**What the exercise asks**. Lay out every entry below as a two-column CSV with the header instruction,response. Give one row per entry, put each field in double quotes with its line breaks replaced by spaces, and leave the pictures out.

**Records supplied**.
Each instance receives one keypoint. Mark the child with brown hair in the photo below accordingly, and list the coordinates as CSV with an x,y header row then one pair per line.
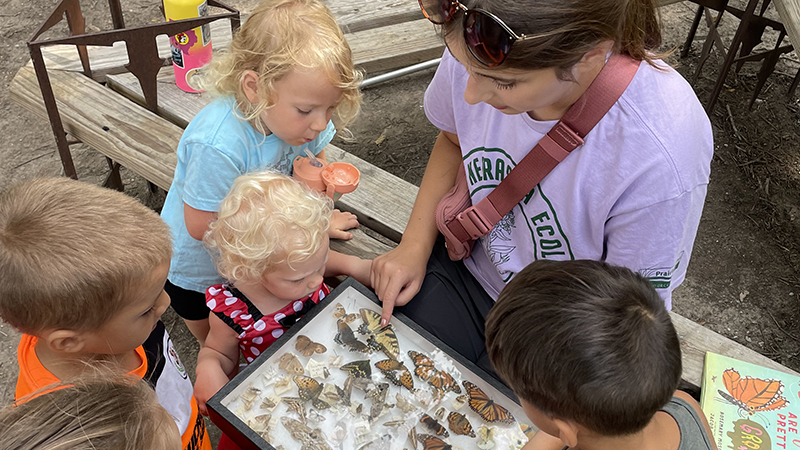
x,y
90,414
591,352
83,272
286,80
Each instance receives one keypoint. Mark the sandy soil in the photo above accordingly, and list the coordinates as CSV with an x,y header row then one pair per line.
x,y
743,280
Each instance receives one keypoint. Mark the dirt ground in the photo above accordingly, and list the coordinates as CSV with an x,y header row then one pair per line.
x,y
744,277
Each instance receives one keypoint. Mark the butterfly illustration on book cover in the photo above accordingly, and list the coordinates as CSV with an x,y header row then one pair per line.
x,y
752,395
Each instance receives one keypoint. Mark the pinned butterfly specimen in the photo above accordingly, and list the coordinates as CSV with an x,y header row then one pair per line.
x,y
426,370
433,443
381,338
396,372
307,347
434,426
309,389
340,313
249,396
485,407
752,395
459,424
378,397
296,405
290,364
358,369
302,433
346,337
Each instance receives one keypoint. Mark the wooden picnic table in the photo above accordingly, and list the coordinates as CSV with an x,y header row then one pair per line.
x,y
112,120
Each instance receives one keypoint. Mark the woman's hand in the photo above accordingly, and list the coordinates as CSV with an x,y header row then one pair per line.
x,y
340,222
397,276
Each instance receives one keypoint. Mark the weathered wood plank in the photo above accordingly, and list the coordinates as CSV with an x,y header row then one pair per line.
x,y
375,48
382,202
130,134
696,340
96,115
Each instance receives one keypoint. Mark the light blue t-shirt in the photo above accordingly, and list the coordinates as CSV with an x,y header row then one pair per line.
x,y
217,147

**Task solution**.
instruction,response
"Each instance receives one keypoint. Mark the child with brown hair in the photo below accordingly, and list the coordinates as CSV with an x,y header row then one pair per line.","x,y 90,414 591,352 83,272 286,80"
"Each instance receives one keypoint. Mark the sandy soil in the photo above accordingly, and list the coordinates as CSV with an x,y header row then one pair per line.","x,y 743,280"
"Each instance receives one keypoint. Mark the dirt ground in the photo above accordingly, and list the coordinates as CSV with an x,y header row then one pair per line.","x,y 744,277"
"Each instance receives one keypoint. Mark the butterfly illustration on book cover in the photo above accordingly, and list the coordinates as CSV with an x,y header row then one pair per line.","x,y 752,395"
"Each instance receives one keypoint. Mark the pinned butterfly specimen in the photo above accordingly, and list the coordinates as CSV with an x,y header row then one pair per line.","x,y 426,370 433,443 381,338 396,372 307,347 434,426 309,389 340,313 249,396 485,407 752,395 459,424 378,397 296,405 290,364 358,369 302,433 346,337"
"Each instance receives one keypoint. Mark the wooden picnic table in the photo above accordingly, and list the coordinates as CSV with an x,y header row then one pair per line.","x,y 112,120"
"Each instance receives one keypoint. Mark the woman's hand in the photo above accordingly, and list the coordinates as CSV with an x,y header row then one pair per line.","x,y 340,222 397,276"
"Each instance receives one keypoint. Mark the weathered wood plank in the photo above accordingly, and list the coordinates as CSV with an x,y header row then one pair per line.","x,y 375,48 382,202 130,134 696,340 96,115"
"Each instance receives one keypoint. Mark the light blue t-shirt in the photo above accordingly, and list the coordinates as CSV with an x,y header row then one pair per line.","x,y 217,147"